Your task is to copy the listing exactly, with the pictures left out.

***** Raw records *****

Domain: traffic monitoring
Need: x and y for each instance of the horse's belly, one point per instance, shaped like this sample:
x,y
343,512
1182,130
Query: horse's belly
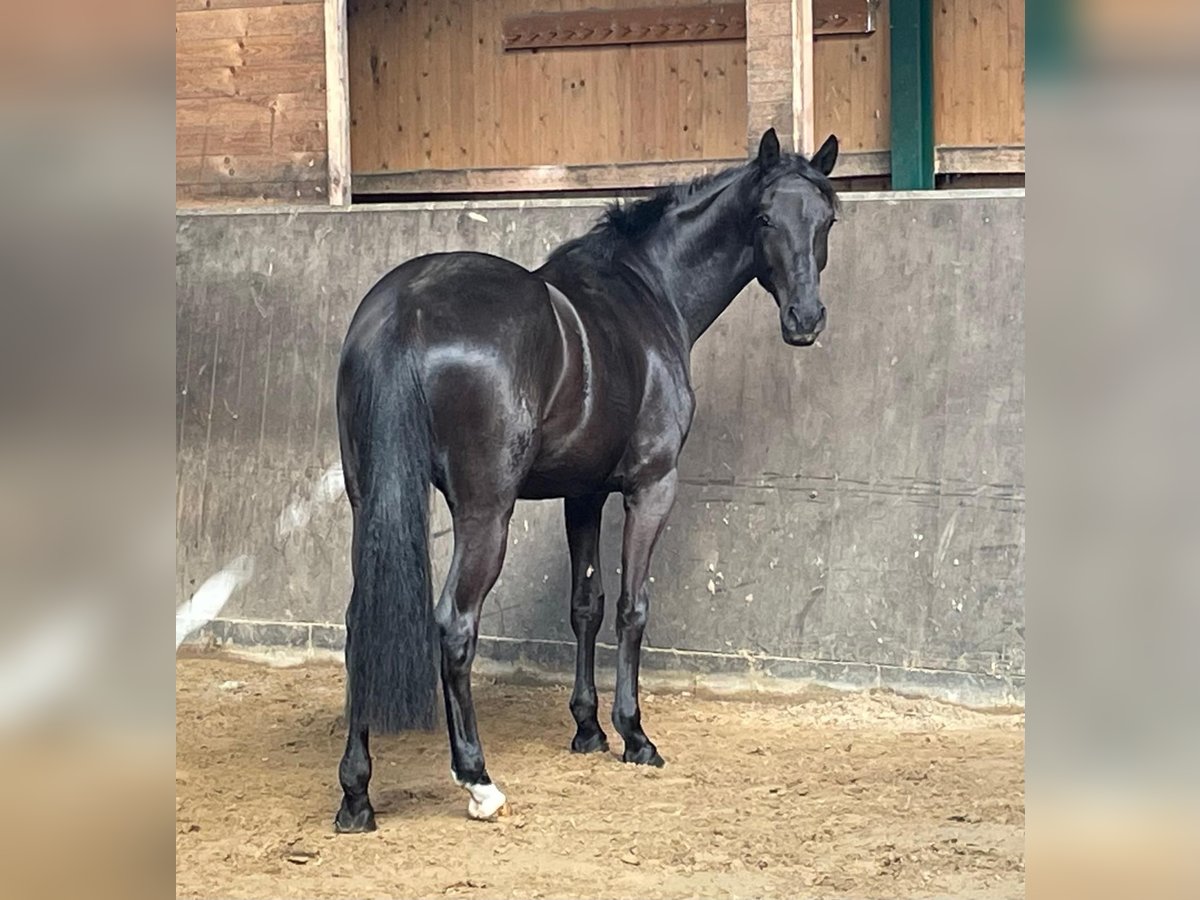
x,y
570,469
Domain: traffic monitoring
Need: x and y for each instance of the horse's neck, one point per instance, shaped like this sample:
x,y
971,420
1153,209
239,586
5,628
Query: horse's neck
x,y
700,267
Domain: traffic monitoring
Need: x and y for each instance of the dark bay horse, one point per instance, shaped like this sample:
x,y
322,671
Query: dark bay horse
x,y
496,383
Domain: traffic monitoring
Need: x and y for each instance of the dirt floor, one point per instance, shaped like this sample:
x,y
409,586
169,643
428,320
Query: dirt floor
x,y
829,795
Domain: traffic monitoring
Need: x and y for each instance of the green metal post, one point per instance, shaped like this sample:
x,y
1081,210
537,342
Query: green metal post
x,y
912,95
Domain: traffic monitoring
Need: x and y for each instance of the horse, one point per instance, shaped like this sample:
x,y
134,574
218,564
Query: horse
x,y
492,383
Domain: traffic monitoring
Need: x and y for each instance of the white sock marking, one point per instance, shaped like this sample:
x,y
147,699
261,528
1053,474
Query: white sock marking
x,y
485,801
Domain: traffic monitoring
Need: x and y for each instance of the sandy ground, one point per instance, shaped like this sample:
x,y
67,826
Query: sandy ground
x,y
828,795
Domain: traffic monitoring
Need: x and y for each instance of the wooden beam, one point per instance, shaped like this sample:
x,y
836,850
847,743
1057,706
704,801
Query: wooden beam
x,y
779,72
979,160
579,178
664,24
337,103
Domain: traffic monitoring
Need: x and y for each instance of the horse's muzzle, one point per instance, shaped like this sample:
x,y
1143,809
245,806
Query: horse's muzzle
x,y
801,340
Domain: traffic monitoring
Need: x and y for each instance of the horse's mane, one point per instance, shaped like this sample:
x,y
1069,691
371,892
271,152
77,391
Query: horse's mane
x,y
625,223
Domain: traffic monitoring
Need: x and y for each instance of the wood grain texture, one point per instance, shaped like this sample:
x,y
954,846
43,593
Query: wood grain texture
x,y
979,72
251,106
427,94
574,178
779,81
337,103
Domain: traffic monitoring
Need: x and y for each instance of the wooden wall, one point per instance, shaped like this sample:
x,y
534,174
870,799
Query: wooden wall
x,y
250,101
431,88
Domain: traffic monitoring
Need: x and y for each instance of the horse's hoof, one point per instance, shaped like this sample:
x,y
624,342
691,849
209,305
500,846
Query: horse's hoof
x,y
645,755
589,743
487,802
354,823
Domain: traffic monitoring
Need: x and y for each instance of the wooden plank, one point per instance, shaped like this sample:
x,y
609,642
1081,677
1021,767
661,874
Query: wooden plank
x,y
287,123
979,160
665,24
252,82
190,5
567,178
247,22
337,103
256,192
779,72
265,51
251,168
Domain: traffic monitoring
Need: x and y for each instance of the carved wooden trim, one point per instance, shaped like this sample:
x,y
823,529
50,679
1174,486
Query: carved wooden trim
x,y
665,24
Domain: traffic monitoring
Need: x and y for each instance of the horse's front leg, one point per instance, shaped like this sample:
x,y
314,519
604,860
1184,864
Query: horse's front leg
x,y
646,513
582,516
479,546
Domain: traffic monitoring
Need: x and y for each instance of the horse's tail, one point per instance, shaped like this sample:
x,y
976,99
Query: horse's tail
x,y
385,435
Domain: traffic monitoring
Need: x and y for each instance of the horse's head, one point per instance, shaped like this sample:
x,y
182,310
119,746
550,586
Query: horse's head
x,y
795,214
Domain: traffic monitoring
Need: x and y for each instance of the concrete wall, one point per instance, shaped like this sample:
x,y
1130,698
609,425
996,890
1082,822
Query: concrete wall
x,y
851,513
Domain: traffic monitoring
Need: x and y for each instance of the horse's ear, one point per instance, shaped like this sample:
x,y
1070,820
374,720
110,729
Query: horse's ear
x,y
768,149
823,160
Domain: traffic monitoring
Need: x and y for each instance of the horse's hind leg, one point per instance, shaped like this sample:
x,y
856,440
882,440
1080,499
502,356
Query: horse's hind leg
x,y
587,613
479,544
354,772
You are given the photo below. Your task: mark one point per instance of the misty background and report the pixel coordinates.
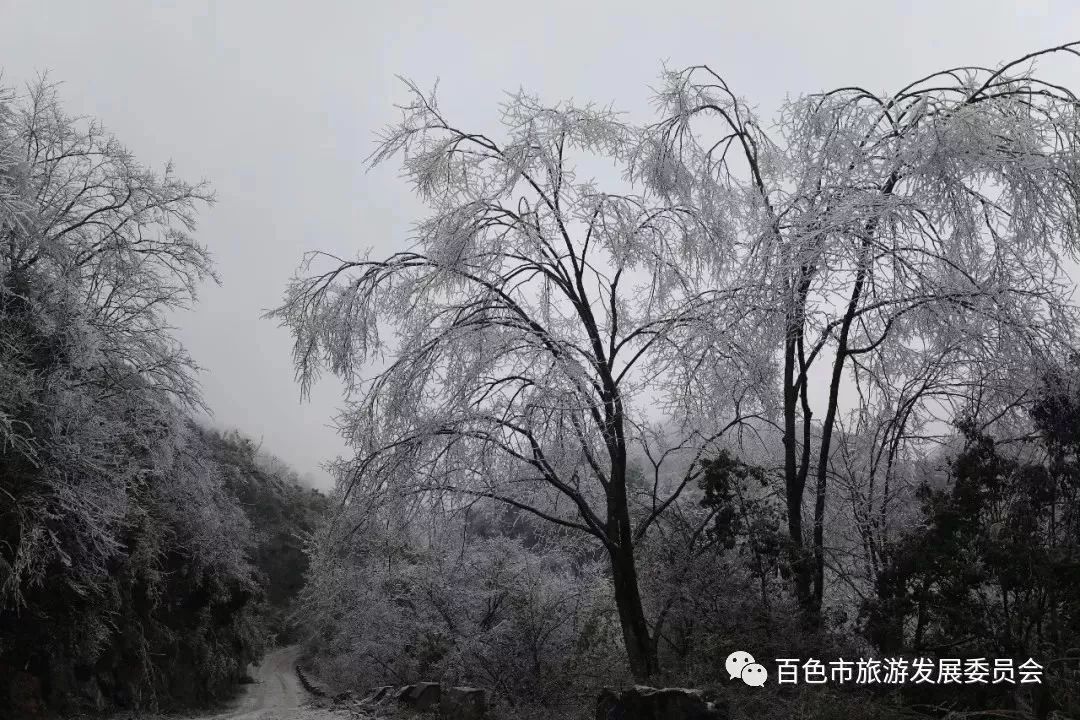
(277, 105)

*****

**Response for this exercise**
Domain: traffic monitoring
Need: x and y for each instance of the horse's belly, one point per instance, shaped like this sample:
x,y
343,512
1182,130
Query: horse's belly
x,y
570,469
Domain: traffic monitoring
Need: x and y for each instance of the horse's neck, one point per instance, shaped like this sample:
x,y
971,420
1153,209
239,586
5,628
Query: horse's neck
x,y
700,267
Domain: traffic monitoring
Need: x and y for each instance of the dark bay horse, one point per instance, shaped like this sample:
x,y
322,671
Query: dark bay horse
x,y
496,383
Domain: traffic monitoring
Need: x and y for each instance of the dirt floor, one point per instance, shaped like this sample:
x,y
409,586
169,643
428,320
Query: dirt floor
x,y
829,795
Domain: traffic monitoring
Need: x and y for each instance of the green metal post, one point per instance, shaped like this sample:
x,y
1081,210
537,342
Query: green metal post
x,y
912,95
Domain: traffic monitoring
Need: x and y for each instance of the horse, one point per instance, shaped like this sample:
x,y
134,574
218,564
Query: horse
x,y
492,383
Domain: traffic monitoring
Need: x and y for each instance of the white sock marking, one point per instance, shaped like this sample:
x,y
147,699
261,528
1053,474
Query: white sock marking
x,y
485,801
Domain: traffic monitoring
Need: x and y for each instance of the sandy ground, one point per instance, shaped like this sample:
x,y
67,826
Query: sandy ground
x,y
828,795
Domain: traffic monitoring
Need: x and y for each instance of the wooden beam, one point per instance, shaped like this sample:
x,y
836,850
847,743
1057,706
704,801
Query: wooden beam
x,y
779,72
979,160
579,178
664,24
337,103
Domain: traffic monitoring
Need: x and y for each instance of the horse's muzzle, one point per instance, shaped like this sample:
x,y
1143,809
245,806
Query: horse's muzzle
x,y
801,340
Domain: traffic monitoring
Need: x and y for each instance of the horse's mane, one point per instance, shaped like this sample:
x,y
1069,691
371,892
271,152
77,391
Query: horse's mane
x,y
625,223
Domain: traffic monitoring
Need: x and y for each instance of the wood grain texture, one point per instance, shaped like this sample:
x,y
954,846
43,593
Query: wood grain texture
x,y
979,72
251,106
427,94
574,178
779,81
337,103
Domain: traffic monitoring
Need: x and y for each instance of the wooden wall, one point per instance, shaped like this sample:
x,y
534,174
870,799
Query: wooden wall
x,y
250,101
431,88
Domain: traffic monitoring
Need: x and y for each instance of the horse's hoof, one point per instance, shaped like this sample:
x,y
624,342
691,849
209,305
500,846
Query: horse's hoof
x,y
645,755
589,743
487,802
354,823
Domain: traffic monitoring
Need: x and y for each instance of the wooden plank, one point per instance, shaped like this sample:
x,y
609,642
1081,677
1021,767
661,874
Query: wooden plank
x,y
287,123
979,160
665,24
252,82
190,5
567,178
247,22
337,103
256,192
779,72
265,51
251,168
Domain: traffic monitoring
Need: x and y for each instance of the carved wooden trim, one point per instance, shaped like this sample:
x,y
823,529
50,679
1174,486
Query: carved wooden trim
x,y
665,24
Domain: traffic monitoring
Need: x and y for each instance of the horse's front leg, one point per instance, shaped like this sample:
x,y
314,519
604,860
1184,864
Query: horse's front leg
x,y
646,513
582,516
479,546
Domain: traffic monitoring
Need: x and y for each instance of the horse's tail, one point per instance, shaped like this sample:
x,y
976,99
Query: horse's tail
x,y
385,435
Domain: traffic monitoring
Need: x and y for each instance of the horse's head, one point per instance, shaped like this sample:
x,y
182,310
119,746
550,586
Query: horse's head
x,y
795,214
Domain: traffic monitoring
Need: x and y for each instance of the concrete wall, one point per instance, shaped like this sample:
x,y
1130,698
609,425
996,890
1082,822
Query: concrete wall
x,y
851,513
Domain: traffic monitoring
Need: x and y for each instance of the horse's ear, one point per instance, shaped like this sample:
x,y
1070,820
374,720
110,729
Query: horse's ear
x,y
768,149
823,160
Domain: traffic monitoring
Need: x and y for each instance of the horse's hind leg, one point per instance, shaped like this sample:
x,y
856,440
882,440
1080,499
502,356
Query: horse's hind leg
x,y
587,613
479,544
354,772
You are given the photo below. Your task: mark one point per instance of the misty background and report the pixel coordinates.
(277, 105)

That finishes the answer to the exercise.